501.BB Palestine/7–1447

The Consul General at Jerusalem (Macatee) to the Secretary of State

secret
No. 123

Subject: UNSCOP in Palestine—the Fourth Week.

Sir: I have the honor to report that the United Nations Special Committee on Palestine continued, in a series of hearings, to probe ever more deeply into the attitude of the various Jewish and other [Page 1124] representatives who appeared before it during the week commencing on Monday, July 7, 1947. Following the hearing given Mr. D. Horowitz, head of the Jewish Agency’s Economics Department, on July 4 (reported in my despatch no. 118 of July 7, 1947), the Committee called David Ben-Gurion, the Executive’s Chairman, to appear for questioning. This was on the morning of July 7th.

For three and one half hours, Mr. Ben-Gurion, with Moshe Shertok of the Agency’s Political Department seated behind him, was questioned by all members of the Committee. This period was highlighted by sharp exchanges with the Indian (Moslem) member, Sir Abdur Rahman. At times, in fact, both raised their voices and showed feeling as the Indian attempted to pin Ben-Gurion down on various points. Aggressive in manner, and loud of tone, the Indian refused to pay any attention to the attitude of the audience, which was approximately 95% Jewish, and which made its sentiments known almost to the point of open ridicule. The Iranian member, unable to cope with listening jointly to Ben-Gurion, his Indian colleague, and the audience, sharply insisted to the Chairman that the audience not make its views known so audibly. The Chairman admonished the audience to that effect, with Ben-Gurion supporting him, but without notable success.

■ ■ ■

Please copy out the whole despatch on UNSCOP's fourth week in Palestine, word for word. The data has no role in this.

## [Available data]
■ ■ ■

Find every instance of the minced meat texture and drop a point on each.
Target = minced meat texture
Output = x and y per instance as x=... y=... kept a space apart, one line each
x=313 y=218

■ ■ ■

## [Expected output]
501.BB Palestine/7–1447

The Consul General at Jerusalem (Macatee) to the Secretary of State

secret
No. 123

Subject: UNSCOP in Palestine—the Fourth Week.

Sir: I have the honor to report that the United Nations Special Committee on Palestine continued, in a series of hearings, to probe ever more deeply into the attitude of the various Jewish and other [Page 1124] representatives who appeared before it during the week commencing on Monday, July 7, 1947. Following the hearing given Mr. D. Horowitz, head of the Jewish Agency’s Economics Department, on July 4 (reported in my despatch no. 118 of July 7, 1947), the Committee called David Ben-Gurion, the Executive’s Chairman, to appear for questioning. This was on the morning of July 7th.

For three and one half hours, Mr. Ben-Gurion, with Moshe Shertok of the Agency’s Political Department seated behind him, was questioned by all members of the Committee. This period was highlighted by sharp exchanges with the Indian (Moslem) member, Sir Abdur Rahman. At times, in fact, both raised their voices and showed feeling as the Indian attempted to pin Ben-Gurion down on various points. Aggressive in manner, and loud of tone, the Indian refused to pay any attention to the attitude of the audience, which was approximately 95% Jewish, and which made its sentiments known almost to the point of open ridicule. The Iranian member, unable to cope with listening jointly to Ben-Gurion, his Indian colleague, and the audience, sharply insisted to the Chairman that the audience not make its views known so audibly. The Chairman admonished the audience to that effect, with Ben-Gurion supporting him, but without notable success.